→ Written request 1: List each decimal constant in the fitted curve (Equation 2) of the PB/PDMS blend excerpt, with its sign.
→ Written request 2: Extend the PB/PDMS blend morphology excerpt, beginning right after Equation (2).
[Start Document excerpt]
Calculated average radii (Eq. 1), 10 wt.% PB in PDMS blend, for decreasing shear rate. Radii from relaxation time spectra (circles) and weighted relaxation time spectra (triangles)

Hysteresis zone

Theories to probe morphological hysteresis

The morphology resulting from dynamic experiments is compared to breakup and coalescence theories. At a fixed shear rate, the flow is able to breakup drops with sizes above a critical value, whereas drops with smaller radii will collide and eventually coalesce. Grace (1982) experimentally found the critical size of a droplet, for a fixed shear rate, above which breakup occurs and below which coalescence dominates. Based on Grace’s experimental results, Bruijn (1989) suggested a fitted curve:

$$ \begin{array}{lll} log\left(\frac{\eta_{m}\dot{\gamma}R}{\sigma}\right)&=&-0.506-0.0994log(p)+ 0.124 log^{2}(p)\\ &&-\frac{0.115}{log(p)-log(p_{{\rm cr}})}, \label{Bruijn DynintT} \end{array} $$
(2)
[End Document excerpt]
[Start Given entries]
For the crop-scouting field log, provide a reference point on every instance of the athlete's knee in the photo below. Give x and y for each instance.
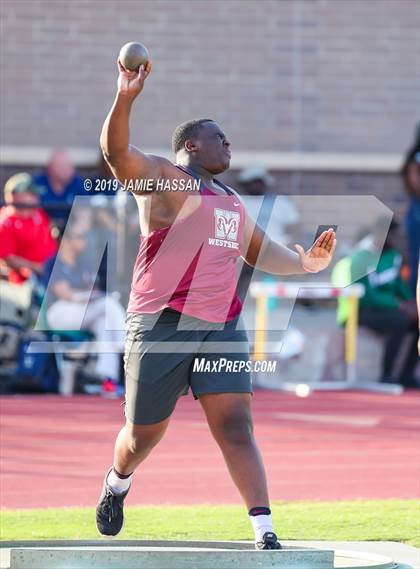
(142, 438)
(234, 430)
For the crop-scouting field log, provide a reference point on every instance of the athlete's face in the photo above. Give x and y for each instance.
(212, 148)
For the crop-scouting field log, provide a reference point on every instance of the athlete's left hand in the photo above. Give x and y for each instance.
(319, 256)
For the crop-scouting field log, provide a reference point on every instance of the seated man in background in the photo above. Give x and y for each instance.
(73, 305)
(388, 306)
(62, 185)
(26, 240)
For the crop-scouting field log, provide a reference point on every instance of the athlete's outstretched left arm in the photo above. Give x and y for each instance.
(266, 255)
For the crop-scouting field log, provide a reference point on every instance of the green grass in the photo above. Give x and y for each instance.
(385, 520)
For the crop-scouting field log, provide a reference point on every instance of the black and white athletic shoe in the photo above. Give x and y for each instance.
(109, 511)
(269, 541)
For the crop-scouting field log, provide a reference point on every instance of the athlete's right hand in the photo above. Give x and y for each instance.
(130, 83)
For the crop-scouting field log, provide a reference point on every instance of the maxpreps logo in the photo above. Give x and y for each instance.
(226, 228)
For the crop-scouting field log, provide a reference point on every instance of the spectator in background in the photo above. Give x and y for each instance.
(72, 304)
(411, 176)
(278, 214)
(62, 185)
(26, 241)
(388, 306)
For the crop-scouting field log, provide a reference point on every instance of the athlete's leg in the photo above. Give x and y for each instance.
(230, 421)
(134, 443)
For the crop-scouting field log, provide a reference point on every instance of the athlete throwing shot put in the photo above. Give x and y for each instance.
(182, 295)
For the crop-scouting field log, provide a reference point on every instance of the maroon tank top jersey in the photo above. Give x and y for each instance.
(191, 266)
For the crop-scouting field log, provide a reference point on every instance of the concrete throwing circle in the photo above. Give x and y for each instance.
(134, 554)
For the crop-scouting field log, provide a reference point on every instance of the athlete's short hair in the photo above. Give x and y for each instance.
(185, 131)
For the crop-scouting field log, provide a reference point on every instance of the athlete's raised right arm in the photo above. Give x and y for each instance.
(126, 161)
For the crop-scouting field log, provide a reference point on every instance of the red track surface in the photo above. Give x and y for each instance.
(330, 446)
[End Given entries]
[Start Given entries]
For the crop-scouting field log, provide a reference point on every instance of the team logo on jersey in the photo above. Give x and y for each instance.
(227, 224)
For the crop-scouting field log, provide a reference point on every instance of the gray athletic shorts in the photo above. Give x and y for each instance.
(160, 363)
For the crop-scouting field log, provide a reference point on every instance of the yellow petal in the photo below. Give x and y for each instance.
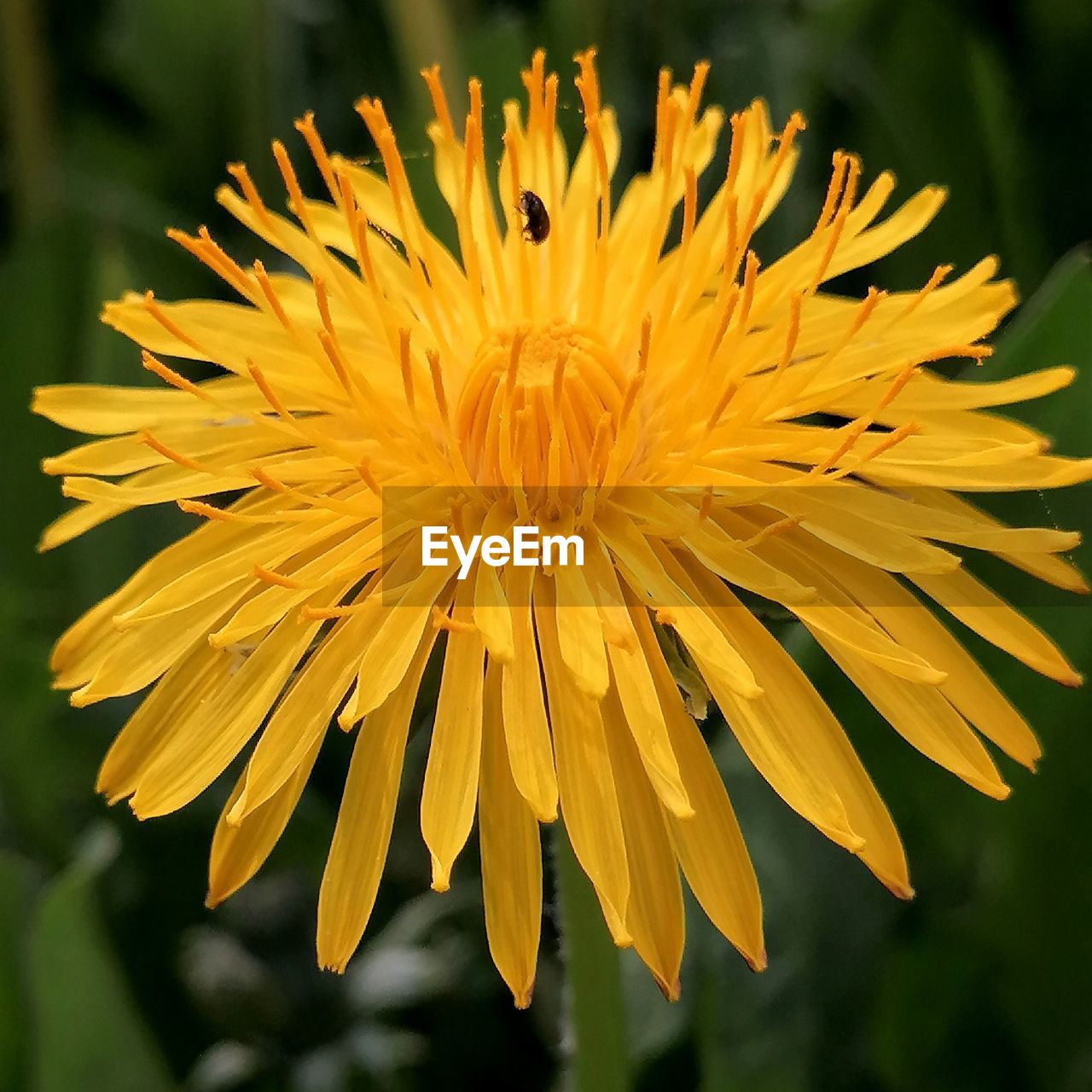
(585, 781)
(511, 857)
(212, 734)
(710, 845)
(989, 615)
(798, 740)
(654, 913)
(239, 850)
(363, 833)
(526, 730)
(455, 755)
[End Given entries]
[Start Given entries]
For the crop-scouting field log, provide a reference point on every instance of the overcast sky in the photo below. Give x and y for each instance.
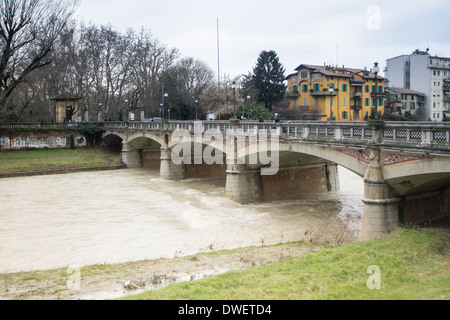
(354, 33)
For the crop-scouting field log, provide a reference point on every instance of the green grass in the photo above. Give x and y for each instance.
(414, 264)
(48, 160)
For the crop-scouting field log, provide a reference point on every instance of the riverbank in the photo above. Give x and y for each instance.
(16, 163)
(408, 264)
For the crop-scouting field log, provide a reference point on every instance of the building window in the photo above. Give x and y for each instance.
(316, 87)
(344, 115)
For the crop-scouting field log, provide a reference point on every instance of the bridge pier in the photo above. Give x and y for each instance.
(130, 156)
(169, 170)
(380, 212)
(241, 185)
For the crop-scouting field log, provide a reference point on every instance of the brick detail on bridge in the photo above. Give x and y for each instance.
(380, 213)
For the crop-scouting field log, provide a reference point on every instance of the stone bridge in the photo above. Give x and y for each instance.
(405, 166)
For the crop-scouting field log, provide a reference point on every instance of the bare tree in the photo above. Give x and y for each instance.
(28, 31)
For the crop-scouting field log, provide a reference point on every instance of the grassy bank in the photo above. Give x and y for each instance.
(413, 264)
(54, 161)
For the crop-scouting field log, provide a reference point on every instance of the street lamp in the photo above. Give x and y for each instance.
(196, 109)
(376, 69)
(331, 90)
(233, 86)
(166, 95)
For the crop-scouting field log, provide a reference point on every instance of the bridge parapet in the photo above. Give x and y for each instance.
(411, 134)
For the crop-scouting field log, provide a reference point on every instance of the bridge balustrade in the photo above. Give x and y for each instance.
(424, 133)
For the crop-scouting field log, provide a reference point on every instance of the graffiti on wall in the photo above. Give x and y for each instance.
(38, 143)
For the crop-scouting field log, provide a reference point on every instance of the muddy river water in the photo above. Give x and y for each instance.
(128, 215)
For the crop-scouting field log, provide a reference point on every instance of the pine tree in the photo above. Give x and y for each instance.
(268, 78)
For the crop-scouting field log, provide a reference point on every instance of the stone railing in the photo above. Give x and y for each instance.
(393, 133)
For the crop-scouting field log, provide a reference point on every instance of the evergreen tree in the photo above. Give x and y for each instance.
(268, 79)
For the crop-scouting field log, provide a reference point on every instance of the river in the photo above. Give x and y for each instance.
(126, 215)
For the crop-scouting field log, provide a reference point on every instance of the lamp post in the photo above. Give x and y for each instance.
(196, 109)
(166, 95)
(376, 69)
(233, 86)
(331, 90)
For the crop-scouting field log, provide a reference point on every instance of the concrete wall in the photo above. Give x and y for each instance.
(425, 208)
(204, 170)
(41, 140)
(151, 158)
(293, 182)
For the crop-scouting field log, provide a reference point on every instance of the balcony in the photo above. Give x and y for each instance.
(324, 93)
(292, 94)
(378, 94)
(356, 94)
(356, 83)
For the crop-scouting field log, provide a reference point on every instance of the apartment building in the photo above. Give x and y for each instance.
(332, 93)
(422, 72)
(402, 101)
[End Given entries]
→ Expected output 1: −0.506, −0.0994, 0.124, −0.115

→ Expected output 2:
where p cr = 4.08 is the viscosity ratio above which breakup is not possible anymore, at least in a start-up shear flow, \(\dot\gamma\) is the shear rate, and R is the average drop radius in the blend. Theories and numerical models support the experimental data (Jackson and Tucker 2003; Taylor 1932; Yu et al. 2002, 2005). Also, the coalescence process has been modeled and different mobilities of the sharp interfaces (from mobile to partially mobile and fully immobile) are distinct, greatly influencing the drainage rate. Also, the more physical diffuse interfaces have obtained a lot of attention (via diffuse interface modeling), and while, for breakup, excellent results are obtained, the spatial resolution of the mesh makes coalescence events occur too fast (Anderson et al. 1998; Cahn and Hilliard 1958, 1965). The drainage model for sharp interfaces is chosen here. The maximum radius below which coalescence occurs is estimated for the case of a immobile interface (IM) and partially mobile interface (PM) (Chesters 1991):

$${\rm IM} \qquad R=\left(\frac{32}{9}\right)^{1/4}\cdot\left(\frac{h_{{\rm cr}}^{1/2}p}{\eta_{m}\cdot\dot{\gamma}}\right)^{-1/2}\\ \label{Imm DynintT} $$
(3)
$${\rm PM} \qquad R=\left( \frac{4}{\sqrt{3}}\frac{h_{{\rm cr}}}{p}\right)^{2/5}\cdot\left( \frac{\sigma}{\eta_{m}\cdot\dot{\gamma}}\right)^{3/5},\\ \label{PM DynintT} $$
(4)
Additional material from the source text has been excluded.